[Data extracted from a collection]
+++

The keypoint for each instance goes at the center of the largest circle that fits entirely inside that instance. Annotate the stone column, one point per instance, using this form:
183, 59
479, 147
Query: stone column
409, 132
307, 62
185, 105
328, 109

+++

WHAT TO PRODUCE
Give back the entries above precisely as they appear.

ANSWER SECTION
The keypoint for each instance goes at the center of the largest circle that fits entirely inside that instance. Annotate the stone column, one point per instance, using this form:
183, 59
479, 147
Query: stone column
409, 132
307, 62
185, 105
328, 109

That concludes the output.